• [JOBS]
1. Rewrite the paragraph in the interview that begins "Each scene was historically verified" more briefly, keeping its main points.
2. Edit the interview passage starting at "Paolo Taviani: The" and ending at "the Armenian tragedy?", putting "Caucasus" in place of "Balkans".

• [TEXT BLOCK]

-- start --

The film "The Lark Farm" promises to be among the more controversial at this year's Berlin Film Festival. SPIEGEL spoke with the film's directors about the Armenian tragedy and how slaughtering the innocent is part of human history.

SPIEGEL: You don't hold back in showing the atrocities committed on the Armenians. Aren't you concerned about shocking your audience?

Vittorio Taviani: Each scene was historically verified, even the most gruesome. We didn't want to hide anything. The slaughtering of the innocent is part of human history and, since the Greek tragedies, part of art. On Sundays our priests deliver sermons about infanticide in Bethlehem. It remains nothing but a word when it is said in church. It is the cinema's job to show it -- not just to emphasize dramatic camera angles, but to quietly show it.

Paolo Taviani: The film isn't just about Turkey in 1915, but also about the present. There have been similar scenes in the Balkans, in Rwanda and in Sudan. We Italians murdered, and the Germans murdered. The horror can happen any time and any place. Why conceal the Armenian tragedy?

SPIEGEL: The Armenian genocide remains a blind spot in Turkey's national identity. Hrant Dink, an Armenian-Turkish journalist, was murdered only recently. Isn't there a concern that the film could trigger violent reactions among Turkish nationalists, similar to the reactions to the Danish cartoons?

Vittorio Taviani: We didn't think about that when we made the film.

-- end --

• [RECORDED DATA]
-- start --

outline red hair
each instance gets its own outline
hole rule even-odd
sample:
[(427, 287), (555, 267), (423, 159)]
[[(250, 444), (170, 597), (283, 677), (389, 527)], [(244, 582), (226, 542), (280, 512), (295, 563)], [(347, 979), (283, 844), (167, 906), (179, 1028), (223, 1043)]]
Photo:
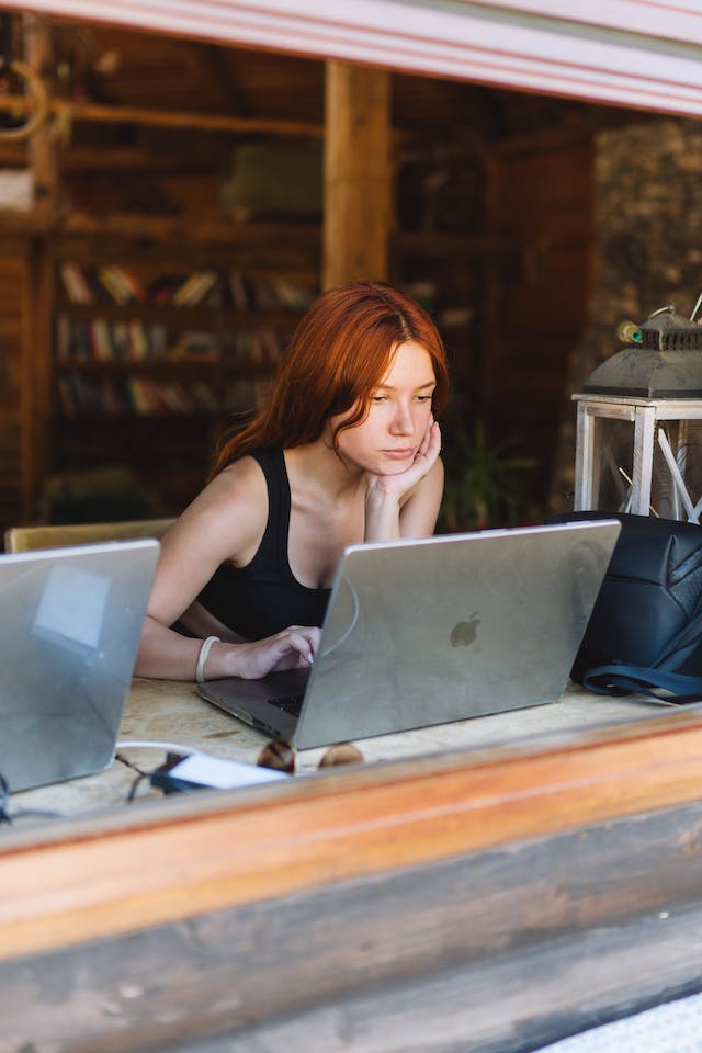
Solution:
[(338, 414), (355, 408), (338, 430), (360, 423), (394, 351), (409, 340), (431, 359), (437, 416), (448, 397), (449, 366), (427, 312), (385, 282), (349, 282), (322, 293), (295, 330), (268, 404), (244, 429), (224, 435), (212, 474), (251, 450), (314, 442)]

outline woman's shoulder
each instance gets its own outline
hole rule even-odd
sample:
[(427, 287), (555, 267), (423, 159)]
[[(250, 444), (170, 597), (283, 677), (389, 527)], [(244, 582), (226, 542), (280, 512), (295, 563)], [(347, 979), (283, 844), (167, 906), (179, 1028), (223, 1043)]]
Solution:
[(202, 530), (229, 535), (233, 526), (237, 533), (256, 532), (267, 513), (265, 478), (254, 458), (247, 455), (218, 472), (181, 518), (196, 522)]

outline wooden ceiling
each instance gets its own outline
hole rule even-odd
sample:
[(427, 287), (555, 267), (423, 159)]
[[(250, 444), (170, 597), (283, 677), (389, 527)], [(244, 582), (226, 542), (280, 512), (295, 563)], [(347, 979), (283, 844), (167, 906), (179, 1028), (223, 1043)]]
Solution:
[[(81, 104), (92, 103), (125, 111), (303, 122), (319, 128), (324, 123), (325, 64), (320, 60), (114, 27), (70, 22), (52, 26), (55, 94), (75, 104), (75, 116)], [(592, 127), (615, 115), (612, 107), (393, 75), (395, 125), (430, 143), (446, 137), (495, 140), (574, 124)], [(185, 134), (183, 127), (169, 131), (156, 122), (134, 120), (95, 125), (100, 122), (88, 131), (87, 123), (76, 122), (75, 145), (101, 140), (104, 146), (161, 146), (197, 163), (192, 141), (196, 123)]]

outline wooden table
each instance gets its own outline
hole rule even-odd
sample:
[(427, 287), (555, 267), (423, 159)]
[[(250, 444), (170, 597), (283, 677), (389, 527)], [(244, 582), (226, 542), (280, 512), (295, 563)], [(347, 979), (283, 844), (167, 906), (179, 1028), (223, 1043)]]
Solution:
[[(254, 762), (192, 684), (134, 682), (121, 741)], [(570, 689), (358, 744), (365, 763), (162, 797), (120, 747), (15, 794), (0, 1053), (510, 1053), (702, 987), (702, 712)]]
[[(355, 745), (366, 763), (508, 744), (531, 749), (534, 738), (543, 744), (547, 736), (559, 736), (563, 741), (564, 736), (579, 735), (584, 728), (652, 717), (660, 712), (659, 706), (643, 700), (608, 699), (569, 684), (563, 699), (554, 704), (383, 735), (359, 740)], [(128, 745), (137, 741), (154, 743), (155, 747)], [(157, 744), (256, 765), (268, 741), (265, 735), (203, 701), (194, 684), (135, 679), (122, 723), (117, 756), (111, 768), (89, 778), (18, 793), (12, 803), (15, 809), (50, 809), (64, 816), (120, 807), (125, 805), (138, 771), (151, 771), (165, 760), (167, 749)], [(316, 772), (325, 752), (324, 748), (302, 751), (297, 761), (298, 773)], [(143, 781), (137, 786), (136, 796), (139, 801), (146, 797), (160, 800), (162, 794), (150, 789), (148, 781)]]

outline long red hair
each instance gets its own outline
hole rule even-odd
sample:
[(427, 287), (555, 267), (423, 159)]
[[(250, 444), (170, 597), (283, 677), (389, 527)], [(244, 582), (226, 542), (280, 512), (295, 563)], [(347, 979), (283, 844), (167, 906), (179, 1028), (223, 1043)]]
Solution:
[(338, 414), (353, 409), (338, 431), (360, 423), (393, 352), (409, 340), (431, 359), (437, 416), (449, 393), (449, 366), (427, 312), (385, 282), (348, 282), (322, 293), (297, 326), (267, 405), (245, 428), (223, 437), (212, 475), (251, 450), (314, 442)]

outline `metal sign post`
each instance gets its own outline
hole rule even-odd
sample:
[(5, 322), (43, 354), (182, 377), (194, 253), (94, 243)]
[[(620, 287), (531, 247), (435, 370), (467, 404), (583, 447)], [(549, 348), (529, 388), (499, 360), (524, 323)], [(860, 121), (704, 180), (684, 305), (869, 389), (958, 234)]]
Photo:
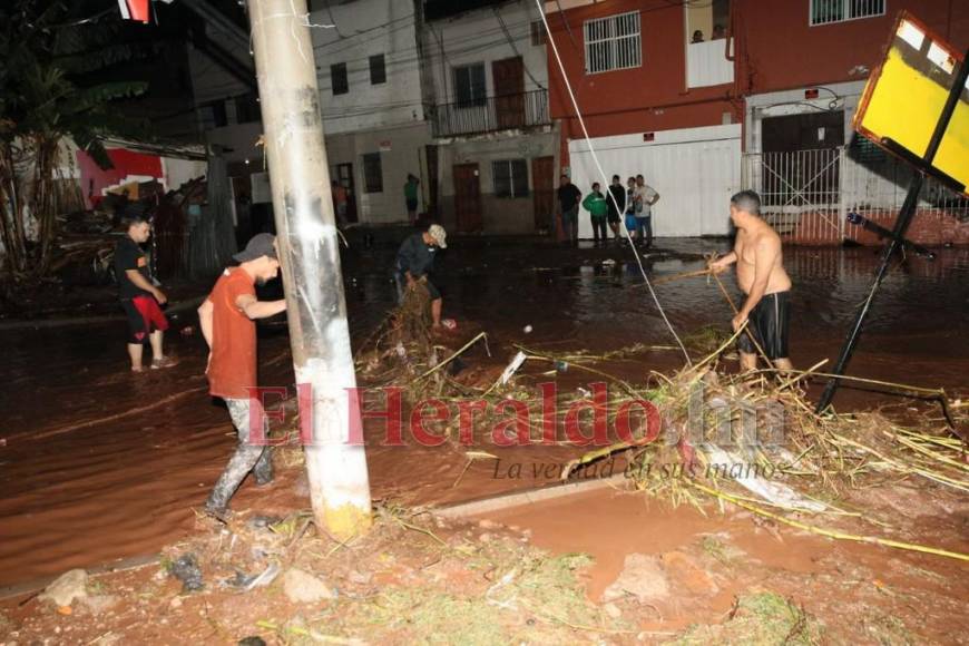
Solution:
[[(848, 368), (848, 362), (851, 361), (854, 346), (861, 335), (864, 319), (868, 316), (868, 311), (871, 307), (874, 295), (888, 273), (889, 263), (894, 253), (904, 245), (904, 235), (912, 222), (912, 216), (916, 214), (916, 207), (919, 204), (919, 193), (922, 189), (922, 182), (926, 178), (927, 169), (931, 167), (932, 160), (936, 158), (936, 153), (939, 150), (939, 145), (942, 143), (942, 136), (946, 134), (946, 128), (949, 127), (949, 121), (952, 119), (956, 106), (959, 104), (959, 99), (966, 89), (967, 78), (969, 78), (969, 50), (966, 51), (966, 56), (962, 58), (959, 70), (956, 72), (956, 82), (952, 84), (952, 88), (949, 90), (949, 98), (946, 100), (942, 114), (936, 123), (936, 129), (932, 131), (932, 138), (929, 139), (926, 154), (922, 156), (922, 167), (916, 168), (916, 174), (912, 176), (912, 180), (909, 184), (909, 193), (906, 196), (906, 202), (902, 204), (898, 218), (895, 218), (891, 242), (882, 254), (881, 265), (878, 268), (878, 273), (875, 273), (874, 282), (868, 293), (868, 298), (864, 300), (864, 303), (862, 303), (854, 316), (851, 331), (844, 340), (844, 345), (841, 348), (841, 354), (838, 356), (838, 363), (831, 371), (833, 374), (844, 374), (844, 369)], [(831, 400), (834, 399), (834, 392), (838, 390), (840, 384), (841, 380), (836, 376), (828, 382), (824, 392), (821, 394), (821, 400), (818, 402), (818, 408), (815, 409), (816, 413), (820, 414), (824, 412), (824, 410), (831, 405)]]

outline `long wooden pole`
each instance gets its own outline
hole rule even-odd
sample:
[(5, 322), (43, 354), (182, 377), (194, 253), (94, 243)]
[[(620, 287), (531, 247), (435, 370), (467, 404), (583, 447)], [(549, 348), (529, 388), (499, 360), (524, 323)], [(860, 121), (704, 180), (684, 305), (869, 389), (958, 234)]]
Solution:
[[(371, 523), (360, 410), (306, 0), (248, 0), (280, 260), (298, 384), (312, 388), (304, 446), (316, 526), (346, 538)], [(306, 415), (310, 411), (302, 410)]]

-- end --

• [TASK SOLUTIONS]
1. Every scene, even the most gruesome, was historically verified, and nothing was hidden. Killing the innocent has been part of human history and, since the Greek tragedies, part of art. Sermons on the killing of infants in Bethlehem stay mere words in church. Cinema's job is to show such killing quietly, not merely with dramatic camera angles.

2.
Paolo Taviani: The film isn't just about Turkey in 1915, but also about the present. There have been similar scenes in the Caucasus, in Rwanda and in Sudan. We Italians murdered, and the Germans murdered. The horror can happen any time and any place. Why conceal the Armenian tragedy?